▶ İstek A
Kayıtlarda "the rear door?" ifadesini içeren satırdan başlayıp kayıtların sonuna kadar, iki uç da dahil olmak üzere, satırları numaralı bir listeye dönüştürün ve boş satırları dışarıda bırakın.

══ Metin ══

Emsal Mahkeme Kararı İstanbul 5. Asliye Ticaret Mahkemesi 2019/68 E. 2019/549 K. 22.05.2019 T.

Görüntülediğiniz mahkeme kararı kesinleşmiş bir karardır.

T.C.
İSTANBUL
5. ASLİYE TİCARET MAHKEMESİ

ESAS NO : 2019/68
KARAR NO : 2019/549

DAVA : İtirazın İptali
DAVA TARİHİ : 17/07/2017
KARAR TARİHİ : 22/05/2019

Mahkememizde görülmekte olan İtirazın İptali davasının yapılan açık yargılaması sonunda,
GEREĞİ DÜŞÜNÜLDÜ:
Davacı … A.Ş. vekili tarafından 17/07/2017 tarihinde harcı yapılan dava dilekçesinde özetle; davalılardan …’ya 25.05.2016 tarihli 60.000,00 TL tutarlı Genel Kredi Sözleşmesiyle müvekkil banka tarafından kredi kullandınıldığını, … ‘nın krediye kefil olduğuna ilişkin kefalet sözleşmesi akdedildiğini, davalılardan kredi borcunu kat ihtarına rağmen ödemediklerinden icra takibine neden olduklarını, icra takibine haksız ve dayanaksız itirazları nedeniyle de dava açılması gerektiğini, davalıların itirazlarının iptalini, takibin devamını, %20’den az olmamak üzere icra ve inkar tazminatına, yargılama masrafları ile avukatlık ücretinin davalıya yükletilmesine karar verilmesini talep ve dava etmiştir.
Davalılar … ve … vekili tarafından 27/03/20l8 tarihinde verilen cevap dilekçesinde özetle; davacı tarafından müvekkillerine usulüne uygun kat ihtarı yapılmadığından muaccel borç bulunmadığını, temerrüt faizi talep edilemeyeceğini, davacı bankanın hangi tarihli kredi için talepte bulunduğunun belirsiz olduğunu, anapara ve faiz borcunun ne kadar olduğunun açık olmadığını, kefalet sorumluluk tutarının belirtilmediğini, davalılardan …’nın taraf olmadığı sözleşmeden dolayı kefil olarak sorumlu tutulmasının kabul edilemeyeceğini, TBK 20. Md. gereği ticari kart ve genel kredi sözleşmelerinin genel işlem koşutlarına tabi olduğu, söz /konusu sözleşmenin genel işlem koşullarına aykırı olduğunu, TBK 88. ve 120. maddelerinde işaret edilen faiz oranları TTK 8. maddesindeki serbestçe belirlenecek faizin yasal sınırlarını belirlediğini, fazlaya ilişkin hak ve alacakları saklı kalmak kaydıyla, haksız ve dayanaksız davanın reddini, davacının %20’den az olmamak üzere tazminata mahkum edilmesini yargılama ve avukatlık ücretinin karşı tarafa yükletilmesini talep etmiştir.

═══
══ İşlenecek kayıtlar ══

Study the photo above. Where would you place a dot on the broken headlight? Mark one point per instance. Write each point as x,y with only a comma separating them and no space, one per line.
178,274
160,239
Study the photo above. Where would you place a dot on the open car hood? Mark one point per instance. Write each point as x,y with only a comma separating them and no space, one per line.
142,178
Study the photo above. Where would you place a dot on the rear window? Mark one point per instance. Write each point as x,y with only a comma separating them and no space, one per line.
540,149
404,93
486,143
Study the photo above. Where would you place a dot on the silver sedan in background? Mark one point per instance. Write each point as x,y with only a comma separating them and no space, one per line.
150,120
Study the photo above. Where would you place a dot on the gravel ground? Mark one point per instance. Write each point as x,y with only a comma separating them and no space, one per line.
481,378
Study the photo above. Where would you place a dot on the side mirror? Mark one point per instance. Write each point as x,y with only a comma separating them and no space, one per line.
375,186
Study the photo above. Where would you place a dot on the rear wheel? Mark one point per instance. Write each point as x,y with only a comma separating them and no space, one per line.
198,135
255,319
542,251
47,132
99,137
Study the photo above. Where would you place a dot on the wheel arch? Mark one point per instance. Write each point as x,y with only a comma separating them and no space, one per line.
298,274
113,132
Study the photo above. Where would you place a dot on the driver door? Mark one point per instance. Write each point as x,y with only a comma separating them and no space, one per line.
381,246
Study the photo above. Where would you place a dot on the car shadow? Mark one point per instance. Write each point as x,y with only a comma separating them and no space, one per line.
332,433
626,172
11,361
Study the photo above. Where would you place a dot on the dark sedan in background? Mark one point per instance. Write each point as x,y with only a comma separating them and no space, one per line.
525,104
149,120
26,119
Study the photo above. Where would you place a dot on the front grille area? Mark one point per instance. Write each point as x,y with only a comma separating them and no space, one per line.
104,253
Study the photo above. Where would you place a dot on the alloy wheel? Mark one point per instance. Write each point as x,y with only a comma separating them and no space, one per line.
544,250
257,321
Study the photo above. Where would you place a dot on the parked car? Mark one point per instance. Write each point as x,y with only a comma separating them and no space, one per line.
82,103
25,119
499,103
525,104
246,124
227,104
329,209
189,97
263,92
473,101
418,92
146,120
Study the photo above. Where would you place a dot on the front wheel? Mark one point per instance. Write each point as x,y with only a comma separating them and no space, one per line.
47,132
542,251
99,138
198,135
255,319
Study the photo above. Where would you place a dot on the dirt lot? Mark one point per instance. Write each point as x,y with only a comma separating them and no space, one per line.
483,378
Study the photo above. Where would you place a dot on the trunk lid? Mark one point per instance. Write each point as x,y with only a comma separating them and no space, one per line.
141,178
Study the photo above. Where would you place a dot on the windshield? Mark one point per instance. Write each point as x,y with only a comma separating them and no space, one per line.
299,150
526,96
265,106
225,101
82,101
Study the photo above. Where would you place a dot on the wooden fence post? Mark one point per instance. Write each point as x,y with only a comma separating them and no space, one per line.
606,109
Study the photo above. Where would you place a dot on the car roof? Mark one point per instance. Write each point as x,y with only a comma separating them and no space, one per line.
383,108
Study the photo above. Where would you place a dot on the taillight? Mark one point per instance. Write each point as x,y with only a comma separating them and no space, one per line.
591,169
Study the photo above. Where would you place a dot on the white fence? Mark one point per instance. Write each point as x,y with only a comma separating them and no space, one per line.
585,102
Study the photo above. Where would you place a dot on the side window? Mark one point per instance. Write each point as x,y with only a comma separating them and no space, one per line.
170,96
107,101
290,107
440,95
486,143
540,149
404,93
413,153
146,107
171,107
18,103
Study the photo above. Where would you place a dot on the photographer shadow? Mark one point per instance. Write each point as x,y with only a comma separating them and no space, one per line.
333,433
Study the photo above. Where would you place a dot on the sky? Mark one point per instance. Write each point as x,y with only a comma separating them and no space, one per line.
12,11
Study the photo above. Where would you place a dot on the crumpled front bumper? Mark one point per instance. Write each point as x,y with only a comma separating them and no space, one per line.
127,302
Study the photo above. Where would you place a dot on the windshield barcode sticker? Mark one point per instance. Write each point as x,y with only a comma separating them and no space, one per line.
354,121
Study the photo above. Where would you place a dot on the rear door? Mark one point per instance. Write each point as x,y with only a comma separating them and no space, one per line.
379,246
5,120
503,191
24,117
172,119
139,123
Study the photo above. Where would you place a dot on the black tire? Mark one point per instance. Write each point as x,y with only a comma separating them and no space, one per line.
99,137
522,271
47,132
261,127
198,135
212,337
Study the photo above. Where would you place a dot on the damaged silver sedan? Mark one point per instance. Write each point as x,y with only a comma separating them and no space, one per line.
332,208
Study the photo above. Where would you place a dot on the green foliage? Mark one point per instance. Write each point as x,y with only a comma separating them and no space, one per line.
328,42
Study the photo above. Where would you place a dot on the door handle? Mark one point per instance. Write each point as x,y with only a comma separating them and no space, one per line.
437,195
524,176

═══

▶ İstek B
Mahkeme kararına göre davalılar muaccel borç bulunmadığını hangi gerekçeye dayandırmıştır? Bir ila üç cümleyle açıklayın.

▶ Yazılı yanıt A
1. Study the photo above. Where would you place a dot on the rear door? Mark one point per instance. Write each point as x,y with only a comma separating them and no space, one per line.
2. 379,246
3. 5,120
4. 503,191
5. 24,117
6. 172,119
7. 139,123
8. Study the photo above. Where would you place a dot on the black tire? Mark one point per instance. Write each point as x,y with only a comma separating them and no space, one per line.
9. 99,137
10. 522,271
11. 47,132
12. 261,127
13. 198,135
14. 212,337
15. Study the photo above. Where would you place a dot on the damaged silver sedan? Mark one point per instance. Write each point as x,y with only a comma separating them and no space, one per line.
16. 332,208
17. Study the photo above. Where would you place a dot on the green foliage? Mark one point per instance. Write each point as x,y with only a comma separating them and no space, one per line.
18. 328,42
19. Study the photo above. Where would you place a dot on the door handle? Mark one point per instance. Write each point as x,y with only a comma separating them and no space, one per line.
20. 437,195
21. 524,176

▶ Yazılı yanıt B
Davalılar, davacının müvekkillerine usulüne uygun bir kat ihtarı yapmadığını ileri sürmüştür. Bu nedenle muaccel bir borç bulunmadığını ve temerrüt faizi talep edilemeyeceğini savunmuşlardır.